* **Problem 1**: From the message on how political beliefs are formed, copy word for word the passage from "You've raised the" to "simply power plays.".
* **Problem 2**: In the message on how political beliefs are formed, which book is Thomas Sowell said to have written?

* **Selected excerpt**:
=======

Chris Rasch writes,
> I often wonder however, if I had been born in an
> intellectual Jewish household in Brooklyn of 1900,
> instead of a Mormon household in rural Idaho in the
> 1970's, would I now be an ardent Marxist, instead
> of an anarchocapitalist?
You've raised the enormously interesting meta-question
of how it is we obtain our political beliefs, which
has fascinated me since I was a kid. I note that you
are anti-leftist. So is Thomas Sowell, who wrote "A
Conflict of Visions". So far, in my experience, it
has been non-liberals who have raised this question.
Yet some of the very open and bright people here who
have just owned up to be left-leaning, or at least
liberal, such as Damien Broderick and Anders Sandberg
will hardly shy away from such a question, and will
undoubtedly contribute in an objective fashion. What
is so extremely regrettable, is that many other bright
people on the left openly denounce objectivity; all
such inquiries, to them, are simply power plays.

=======

[Records from a point annotation set]
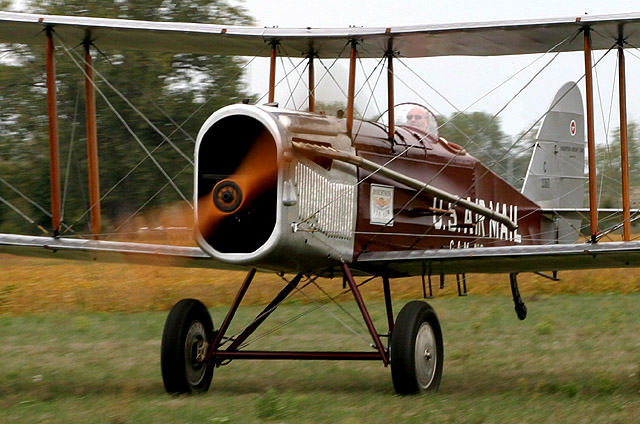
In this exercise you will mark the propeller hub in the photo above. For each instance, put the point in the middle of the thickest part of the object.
(227, 196)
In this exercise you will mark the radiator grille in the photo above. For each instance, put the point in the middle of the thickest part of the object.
(328, 205)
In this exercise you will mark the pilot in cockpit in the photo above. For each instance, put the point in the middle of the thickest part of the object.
(418, 118)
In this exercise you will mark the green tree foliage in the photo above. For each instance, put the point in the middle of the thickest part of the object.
(175, 92)
(482, 136)
(609, 167)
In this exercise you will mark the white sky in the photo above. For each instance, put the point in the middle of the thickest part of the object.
(462, 80)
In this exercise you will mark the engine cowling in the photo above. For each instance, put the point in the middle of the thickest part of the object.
(259, 203)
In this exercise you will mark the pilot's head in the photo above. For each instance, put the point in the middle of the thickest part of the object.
(418, 118)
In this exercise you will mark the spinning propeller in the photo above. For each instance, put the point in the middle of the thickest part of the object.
(233, 195)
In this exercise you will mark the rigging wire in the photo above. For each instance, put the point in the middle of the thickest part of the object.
(130, 130)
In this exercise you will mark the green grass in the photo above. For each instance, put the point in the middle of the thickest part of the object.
(575, 359)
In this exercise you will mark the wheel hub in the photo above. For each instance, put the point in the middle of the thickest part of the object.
(425, 354)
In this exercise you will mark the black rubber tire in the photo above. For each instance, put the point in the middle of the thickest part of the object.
(416, 335)
(188, 324)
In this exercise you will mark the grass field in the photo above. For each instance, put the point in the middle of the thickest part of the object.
(80, 343)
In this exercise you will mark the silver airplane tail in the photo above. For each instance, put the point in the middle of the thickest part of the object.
(555, 177)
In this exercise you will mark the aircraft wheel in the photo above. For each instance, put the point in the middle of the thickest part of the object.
(188, 332)
(417, 351)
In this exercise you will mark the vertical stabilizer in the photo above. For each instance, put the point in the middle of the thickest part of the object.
(555, 177)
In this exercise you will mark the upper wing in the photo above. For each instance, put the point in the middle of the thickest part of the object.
(508, 259)
(472, 39)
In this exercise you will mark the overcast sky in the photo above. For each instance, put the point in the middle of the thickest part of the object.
(461, 80)
(464, 80)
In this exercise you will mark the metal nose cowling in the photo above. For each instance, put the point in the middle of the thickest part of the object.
(236, 183)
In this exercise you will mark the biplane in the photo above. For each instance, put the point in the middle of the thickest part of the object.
(307, 194)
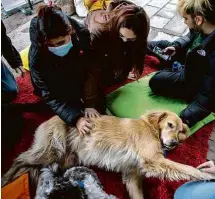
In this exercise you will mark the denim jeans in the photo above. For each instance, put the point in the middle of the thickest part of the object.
(9, 88)
(196, 190)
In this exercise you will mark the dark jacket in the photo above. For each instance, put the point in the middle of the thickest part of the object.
(8, 51)
(60, 80)
(199, 76)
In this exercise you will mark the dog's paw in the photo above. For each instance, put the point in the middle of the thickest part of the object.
(206, 176)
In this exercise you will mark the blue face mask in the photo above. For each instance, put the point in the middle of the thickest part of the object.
(61, 51)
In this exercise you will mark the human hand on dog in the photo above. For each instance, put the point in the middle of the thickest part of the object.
(84, 125)
(207, 167)
(91, 113)
(169, 51)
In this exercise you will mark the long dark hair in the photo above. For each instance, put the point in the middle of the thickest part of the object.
(52, 22)
(128, 15)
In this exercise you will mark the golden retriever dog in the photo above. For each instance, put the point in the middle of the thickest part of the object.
(130, 146)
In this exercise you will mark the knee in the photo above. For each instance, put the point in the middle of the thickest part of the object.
(182, 192)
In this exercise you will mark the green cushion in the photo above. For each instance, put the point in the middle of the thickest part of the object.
(133, 99)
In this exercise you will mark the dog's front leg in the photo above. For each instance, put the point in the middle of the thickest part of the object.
(164, 168)
(133, 183)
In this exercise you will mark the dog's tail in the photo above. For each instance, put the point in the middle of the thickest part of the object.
(164, 168)
(24, 163)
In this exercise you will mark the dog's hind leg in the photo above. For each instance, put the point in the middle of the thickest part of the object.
(133, 183)
(21, 165)
(164, 168)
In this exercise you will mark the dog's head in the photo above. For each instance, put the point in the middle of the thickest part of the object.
(172, 130)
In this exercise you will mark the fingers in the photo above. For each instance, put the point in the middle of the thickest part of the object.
(22, 71)
(17, 70)
(91, 113)
(209, 170)
(206, 164)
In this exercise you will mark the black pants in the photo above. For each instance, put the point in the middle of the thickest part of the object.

=======

* **Final answer 1**:
You've raised the enormously interesting meta-question
of how it is we obtain our political beliefs, which
has fascinated me since I was a kid. I note that you
are anti-leftist. So is Thomas Sowell, who wrote "A
Conflict of Visions". So far, in my experience, it
has been non-liberals who have raised this question.
Yet some of the very open and bright people here who
have just owned up to be left-leaning, or at least
liberal, such as Damien Broderick and Anders Sandberg
will hardly shy away from such a question, and will
undoubtedly contribute in an objective fashion. What
is so extremely regrettable, is that many other bright
people on the left openly denounce objectivity; all
such inquiries, to them, are simply power plays.

* **Final answer 2**: "A Conflict of Visions"